• [Zu prüfender Text]:
Osterweiterung auf Eis
US-Beobachtern kam es fast so vor, als sei Deutschland in der festen Absicht in die Verhandlungen gegangen, einen öffentlichen Krach zu provozieren. Vielleicht wollten die Deutschen als Abschiedsgruß eine letzte Salve auf die Bush-Regierung abfeuern. Vielleicht vollzieht Deutschland nach Obamas Amtsantritt eine strategische Kehrtwende.
Oder vielleicht auch nicht. Die Bundestagswahlen rücken mit Riesenschritten näher, und Beobachter glauben, dass Angela Merkels Herausforderer Frank-Walter Steinmeier die NATO-Osterweiterung politisch ausschlachten wird, da er nach Möglichkeiten sucht, sich außenpolitisch von den USA abzuheben. Nach dem Treffen im Dezember zeigten sich einige Beobachter besorgt, dass Berlin auch beim nächsten Gipfeltreffen stur auf seinem kompromisslosen Standpunkt beharren, die neue US-Regierung in die Defensive drängen und die Geschlossenheit des Westens so kurz vor kritischen Verhandlungen mit dem Iran aufs Spiel setzen könnte.

• [Bereitgestellte Daten]:
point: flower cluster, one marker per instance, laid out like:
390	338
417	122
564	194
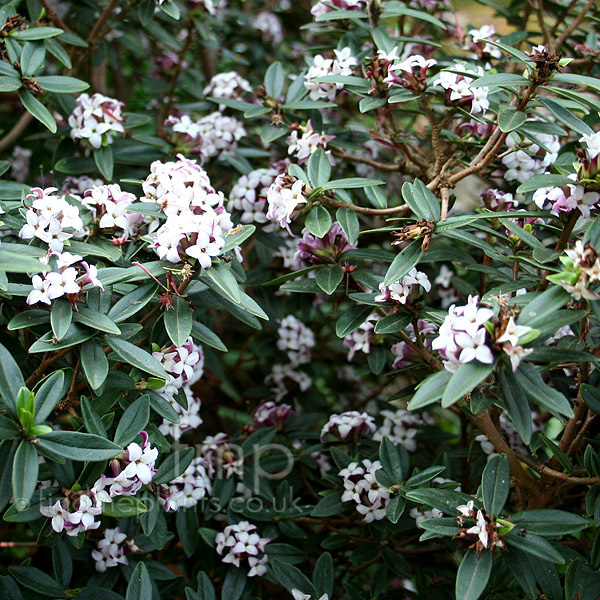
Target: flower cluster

• [Ihre Aufgabe]:
Geben Sie aus dem Text zur NATO-Osterweiterung oben die Passage von „Oder vielleicht auch“ bis „Spiel setzen könnte.“ wortgetreu aus.

• [Antwortteil]:
Oder vielleicht auch nicht. Die Bundestagswahlen rücken mit Riesenschritten näher, und Beobachter glauben, dass Angela Merkels Herausforderer Frank-Walter Steinmeier die NATO-Osterweiterung politisch ausschlachten wird, da er nach Möglichkeiten sucht, sich außenpolitisch von den USA abzuheben. Nach dem Treffen im Dezember zeigten sich einige Beobachter besorgt, dass Berlin auch beim nächsten Gipfeltreffen stur auf seinem kompromisslosen Standpunkt beharren, die neue US-Regierung in die Defensive drängen und die Geschlossenheit des Westens so kurz vor kritischen Verhandlungen mit dem Iran aufs Spiel setzen könnte.